***** Information given *****
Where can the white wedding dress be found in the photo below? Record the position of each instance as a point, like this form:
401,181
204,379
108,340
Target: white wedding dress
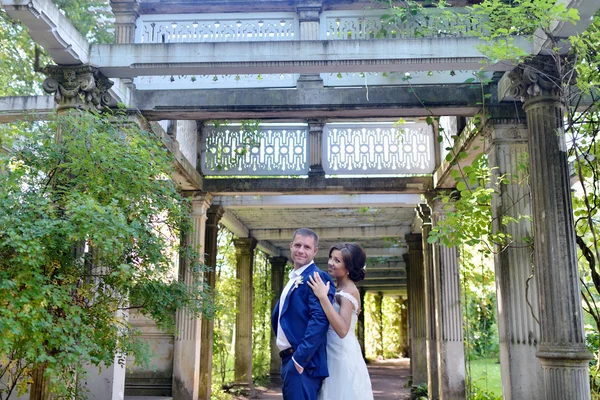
348,375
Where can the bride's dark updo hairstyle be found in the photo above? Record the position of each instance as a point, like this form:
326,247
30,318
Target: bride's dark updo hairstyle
354,258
*****
Wherever the string "photo" appears in the entries above, list that line.

Where can the white wedding dress be found in the photo below? Record the position of each instance as a point, like this form:
Where can the bride's dark updo hairstyle be found in the photo above? Record the position of each instance as a point, like this form:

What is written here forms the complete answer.